▶ EXERCISE DETAILS:
Reproduce the records verbatim, from the line with "of the hillside" to the line with "column 100, row 250", including both of those lines.

+--

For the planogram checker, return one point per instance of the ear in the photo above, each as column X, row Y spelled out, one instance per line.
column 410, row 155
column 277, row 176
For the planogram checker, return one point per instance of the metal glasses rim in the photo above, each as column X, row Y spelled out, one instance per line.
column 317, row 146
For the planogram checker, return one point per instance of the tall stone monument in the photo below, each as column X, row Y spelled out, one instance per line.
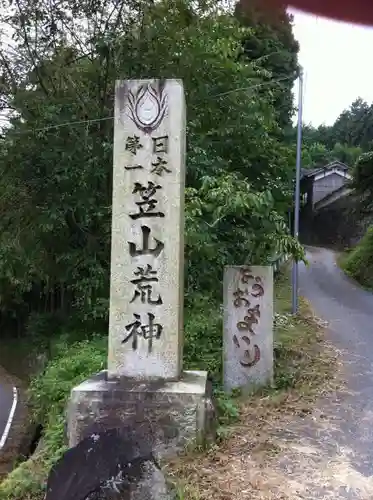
column 248, row 327
column 144, row 386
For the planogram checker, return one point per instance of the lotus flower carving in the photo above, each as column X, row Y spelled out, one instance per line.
column 147, row 107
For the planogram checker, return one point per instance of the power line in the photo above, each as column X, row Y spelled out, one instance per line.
column 94, row 120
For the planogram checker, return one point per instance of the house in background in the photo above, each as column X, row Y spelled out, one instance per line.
column 323, row 186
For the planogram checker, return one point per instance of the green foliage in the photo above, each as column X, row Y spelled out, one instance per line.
column 359, row 262
column 55, row 181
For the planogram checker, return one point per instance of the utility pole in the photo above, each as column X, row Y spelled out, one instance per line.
column 294, row 301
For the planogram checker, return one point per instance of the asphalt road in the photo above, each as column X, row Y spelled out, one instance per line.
column 6, row 402
column 349, row 311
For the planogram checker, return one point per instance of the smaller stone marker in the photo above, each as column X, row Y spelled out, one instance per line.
column 248, row 326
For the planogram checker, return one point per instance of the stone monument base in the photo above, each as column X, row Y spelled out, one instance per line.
column 175, row 414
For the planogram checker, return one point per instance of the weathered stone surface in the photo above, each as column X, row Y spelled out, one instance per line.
column 175, row 413
column 113, row 465
column 147, row 284
column 248, row 326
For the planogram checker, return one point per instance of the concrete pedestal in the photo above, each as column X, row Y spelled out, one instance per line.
column 174, row 413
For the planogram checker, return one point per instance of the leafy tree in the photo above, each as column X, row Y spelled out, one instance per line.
column 270, row 44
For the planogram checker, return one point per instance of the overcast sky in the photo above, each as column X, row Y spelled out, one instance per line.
column 337, row 65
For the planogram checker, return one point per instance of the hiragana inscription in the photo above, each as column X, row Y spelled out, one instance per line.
column 247, row 359
column 239, row 298
column 147, row 205
column 148, row 331
column 145, row 277
column 133, row 167
column 146, row 250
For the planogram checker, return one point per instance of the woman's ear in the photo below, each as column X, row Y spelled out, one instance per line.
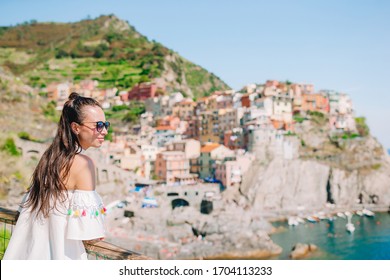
column 75, row 128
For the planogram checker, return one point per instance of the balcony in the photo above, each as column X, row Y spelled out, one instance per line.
column 96, row 250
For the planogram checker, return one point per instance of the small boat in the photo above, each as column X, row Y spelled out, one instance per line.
column 368, row 213
column 340, row 214
column 350, row 227
column 293, row 221
column 359, row 213
column 312, row 219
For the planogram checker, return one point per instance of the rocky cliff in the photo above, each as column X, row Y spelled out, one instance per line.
column 348, row 173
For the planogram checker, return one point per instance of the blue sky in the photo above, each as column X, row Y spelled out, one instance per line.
column 339, row 45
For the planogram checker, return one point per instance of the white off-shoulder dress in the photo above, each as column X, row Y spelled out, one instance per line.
column 59, row 236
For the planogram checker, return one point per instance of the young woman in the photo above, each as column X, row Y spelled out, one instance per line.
column 61, row 207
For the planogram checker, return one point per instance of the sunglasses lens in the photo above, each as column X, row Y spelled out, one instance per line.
column 101, row 125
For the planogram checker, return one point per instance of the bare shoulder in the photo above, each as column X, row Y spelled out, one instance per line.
column 82, row 173
column 83, row 161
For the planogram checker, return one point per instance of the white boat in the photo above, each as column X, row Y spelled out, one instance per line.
column 350, row 227
column 359, row 213
column 312, row 219
column 368, row 213
column 340, row 214
column 293, row 221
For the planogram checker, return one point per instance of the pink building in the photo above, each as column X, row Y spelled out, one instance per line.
column 315, row 103
column 170, row 165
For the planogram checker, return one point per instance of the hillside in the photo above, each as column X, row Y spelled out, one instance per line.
column 106, row 49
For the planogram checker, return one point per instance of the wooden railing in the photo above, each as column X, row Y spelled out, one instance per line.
column 100, row 250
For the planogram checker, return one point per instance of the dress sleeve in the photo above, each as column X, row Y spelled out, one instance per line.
column 85, row 216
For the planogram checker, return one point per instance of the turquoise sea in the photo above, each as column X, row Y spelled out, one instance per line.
column 369, row 241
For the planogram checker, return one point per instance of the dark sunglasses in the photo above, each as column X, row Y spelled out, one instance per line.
column 100, row 125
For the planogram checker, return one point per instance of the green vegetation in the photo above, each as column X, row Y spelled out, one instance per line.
column 50, row 112
column 43, row 53
column 10, row 147
column 362, row 127
column 5, row 236
column 350, row 136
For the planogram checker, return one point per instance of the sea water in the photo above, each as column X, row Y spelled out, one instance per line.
column 369, row 241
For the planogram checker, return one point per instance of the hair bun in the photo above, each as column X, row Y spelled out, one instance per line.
column 73, row 96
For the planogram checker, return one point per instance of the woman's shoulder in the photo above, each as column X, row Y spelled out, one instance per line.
column 82, row 173
column 81, row 160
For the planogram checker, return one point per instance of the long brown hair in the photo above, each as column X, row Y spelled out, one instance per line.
column 49, row 177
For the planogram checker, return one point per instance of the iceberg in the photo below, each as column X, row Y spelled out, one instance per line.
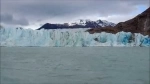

+--

▶ THE RESULT:
For the planogram checker, return one point per instance of the hillside in the photo above, each as column X, row Y spelled out, one instance per line.
column 106, row 49
For the planogram checker, return one point per instance of the wooden railing in the photo above, each as column X, row Y spelled out, one instance per line.
column 100, row 250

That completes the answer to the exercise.